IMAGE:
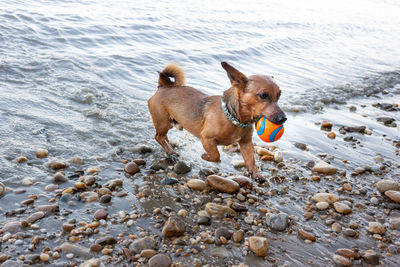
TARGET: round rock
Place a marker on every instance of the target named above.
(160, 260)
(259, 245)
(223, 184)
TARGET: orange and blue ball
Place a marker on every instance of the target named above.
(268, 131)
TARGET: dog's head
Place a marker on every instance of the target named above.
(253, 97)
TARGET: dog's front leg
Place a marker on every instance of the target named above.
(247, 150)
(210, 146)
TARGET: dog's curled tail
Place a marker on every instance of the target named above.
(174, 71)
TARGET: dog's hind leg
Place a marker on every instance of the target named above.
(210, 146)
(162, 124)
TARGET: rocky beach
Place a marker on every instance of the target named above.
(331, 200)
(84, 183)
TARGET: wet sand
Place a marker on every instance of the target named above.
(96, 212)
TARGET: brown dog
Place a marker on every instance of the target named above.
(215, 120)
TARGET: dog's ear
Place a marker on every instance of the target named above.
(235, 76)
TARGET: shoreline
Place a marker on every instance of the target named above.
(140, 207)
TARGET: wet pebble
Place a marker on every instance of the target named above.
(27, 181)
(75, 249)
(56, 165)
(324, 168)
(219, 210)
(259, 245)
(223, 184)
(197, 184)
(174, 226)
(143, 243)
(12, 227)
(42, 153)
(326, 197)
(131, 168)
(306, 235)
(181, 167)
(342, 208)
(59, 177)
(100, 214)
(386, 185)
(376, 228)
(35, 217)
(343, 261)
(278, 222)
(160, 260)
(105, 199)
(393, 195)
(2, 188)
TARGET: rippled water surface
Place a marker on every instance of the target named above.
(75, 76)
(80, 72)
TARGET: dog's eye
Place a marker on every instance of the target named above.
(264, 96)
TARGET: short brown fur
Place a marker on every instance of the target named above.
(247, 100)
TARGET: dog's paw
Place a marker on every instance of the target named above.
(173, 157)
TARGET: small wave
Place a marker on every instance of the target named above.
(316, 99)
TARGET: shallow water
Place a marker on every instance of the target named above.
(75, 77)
+++
**Required work:** Which lines run from the one containing "TARGET: dog's paw" through the end of the material? Output exactly those lines and no others.

**Output below:**
TARGET: dog's paw
Place a marker on every instance of the target named above.
(173, 157)
TARGET: small wave
Place a marker on every instance of the target named above.
(316, 99)
TARGET: shallow water
Place a marker on every instance of the target named above.
(75, 77)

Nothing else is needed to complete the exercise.